What this exercise asks:
A: Answer these questions from the Iris Le Feuvre text, please:
(i) In which parish was Iris Le Feuvre born?
(ii) What was the occupation of Eric G. Le Feuvre?
(iii) Which school was built to replace d'Hautree School?
B: Find every line in the records that contains the string "bottle", and copy each of those lines. Case counts.

- Born: Iris Renouf 9 October 1928 St Martin, Jersey
- Died: 2 August 2022 (aged 93)

= Iris Le Feuvre =

Jersey politician

Iris Le Feuvre (, 9 October 1928 – 2 August 2022) was a Jersey politician who served in the States of Jersey and was active in community work in Jersey.

== Biography ==

Iris Medora Le Feuvre was born in the Parish of Saint Martin, Jersey. She was educated at St Peter Elementary School, and then at the States Intermediate School.

During the German Occupation of Jersey (1940-1945), her family hid a Russian prisoner of war, and fed and sheltered him for the duration.

She was employed as a bookkeeper between 1945 and 1948 when she met and married Eric G. Le Feuvre, a St Lawrence farmer.

A committed Methodist, she helped with the inception of the Communicare project.

=== States of Jersey ===
She was elected Deputy for the Parish of St Lawrence from 1978 to 1981, and 1984 to 1999 was Connétable of St. Lawrence. She was the first woman to be elected Connétable.

During this time she was President of the Education Committee, and oversaw the replacement of the decaying d'Hautree School with the building of Haute Vallée School.

=== Retirement ===
She retired from the States in 1999, but remained active in community work.

Records provided:

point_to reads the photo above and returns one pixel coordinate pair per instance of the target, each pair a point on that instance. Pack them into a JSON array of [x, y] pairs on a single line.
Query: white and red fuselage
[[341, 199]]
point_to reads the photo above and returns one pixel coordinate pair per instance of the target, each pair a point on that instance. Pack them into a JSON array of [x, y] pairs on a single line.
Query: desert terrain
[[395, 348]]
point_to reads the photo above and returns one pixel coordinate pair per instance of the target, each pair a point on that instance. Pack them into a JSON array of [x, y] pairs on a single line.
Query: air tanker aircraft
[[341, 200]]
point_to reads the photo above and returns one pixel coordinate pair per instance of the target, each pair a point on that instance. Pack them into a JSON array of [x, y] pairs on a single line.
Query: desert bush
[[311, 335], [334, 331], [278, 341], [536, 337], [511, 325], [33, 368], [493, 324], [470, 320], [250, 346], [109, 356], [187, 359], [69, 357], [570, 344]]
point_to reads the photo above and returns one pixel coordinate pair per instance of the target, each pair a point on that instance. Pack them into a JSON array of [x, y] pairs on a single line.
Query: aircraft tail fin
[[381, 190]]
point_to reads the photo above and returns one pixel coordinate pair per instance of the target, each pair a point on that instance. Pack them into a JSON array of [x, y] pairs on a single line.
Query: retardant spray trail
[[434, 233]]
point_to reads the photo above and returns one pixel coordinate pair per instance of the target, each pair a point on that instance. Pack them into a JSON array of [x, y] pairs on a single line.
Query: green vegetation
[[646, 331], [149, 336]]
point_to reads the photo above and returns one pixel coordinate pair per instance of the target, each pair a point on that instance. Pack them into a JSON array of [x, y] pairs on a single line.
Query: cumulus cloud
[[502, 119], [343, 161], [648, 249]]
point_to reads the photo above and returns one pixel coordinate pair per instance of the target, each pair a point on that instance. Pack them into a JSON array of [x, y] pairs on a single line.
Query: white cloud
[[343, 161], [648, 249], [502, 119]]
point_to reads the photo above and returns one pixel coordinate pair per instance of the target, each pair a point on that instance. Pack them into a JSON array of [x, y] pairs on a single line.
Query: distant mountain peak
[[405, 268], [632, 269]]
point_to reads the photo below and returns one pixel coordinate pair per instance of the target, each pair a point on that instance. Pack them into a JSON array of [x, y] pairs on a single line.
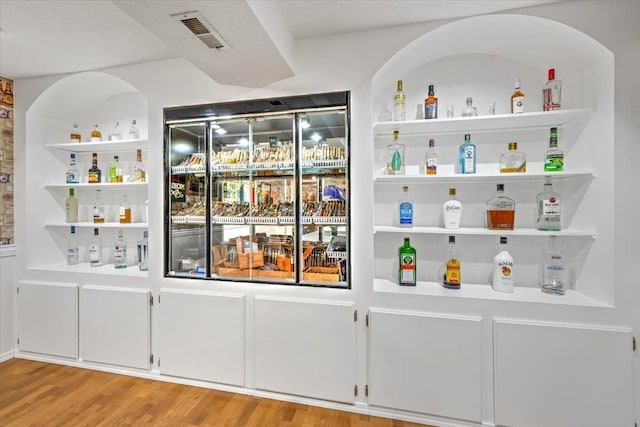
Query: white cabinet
[[426, 363], [305, 348], [202, 335], [115, 326], [559, 375], [48, 318]]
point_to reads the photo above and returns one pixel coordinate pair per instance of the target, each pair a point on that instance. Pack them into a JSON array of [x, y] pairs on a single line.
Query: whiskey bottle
[[513, 160], [452, 211], [503, 269], [95, 249], [407, 271], [72, 176], [139, 173], [125, 210], [134, 133], [73, 253], [120, 251], [553, 157], [467, 156], [551, 92], [96, 135], [115, 134], [500, 211], [451, 278], [548, 203], [71, 207], [431, 159], [395, 156], [95, 174], [552, 276], [399, 103], [405, 209], [517, 99], [431, 105], [74, 135]]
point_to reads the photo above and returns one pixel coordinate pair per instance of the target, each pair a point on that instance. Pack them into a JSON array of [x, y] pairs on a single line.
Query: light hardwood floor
[[43, 394]]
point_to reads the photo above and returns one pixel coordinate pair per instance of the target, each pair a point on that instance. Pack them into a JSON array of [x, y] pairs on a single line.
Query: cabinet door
[[48, 318], [426, 363], [305, 348], [202, 336], [115, 326], [558, 375]]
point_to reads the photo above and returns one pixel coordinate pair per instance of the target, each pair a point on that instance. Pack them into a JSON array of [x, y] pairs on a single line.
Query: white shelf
[[102, 146], [444, 178], [102, 186], [87, 224], [477, 231], [476, 291], [496, 123], [108, 269]]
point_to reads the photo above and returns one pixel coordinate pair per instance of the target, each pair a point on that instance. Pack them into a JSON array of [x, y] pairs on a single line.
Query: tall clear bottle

Expected answers:
A:
(i) The Parish of Saint Martin, Jersey.
(ii) He was a farmer in St Lawrence.
(iii) Haute Vallée School.

B:
Query: whiskey bottle
Query: tall clear bottle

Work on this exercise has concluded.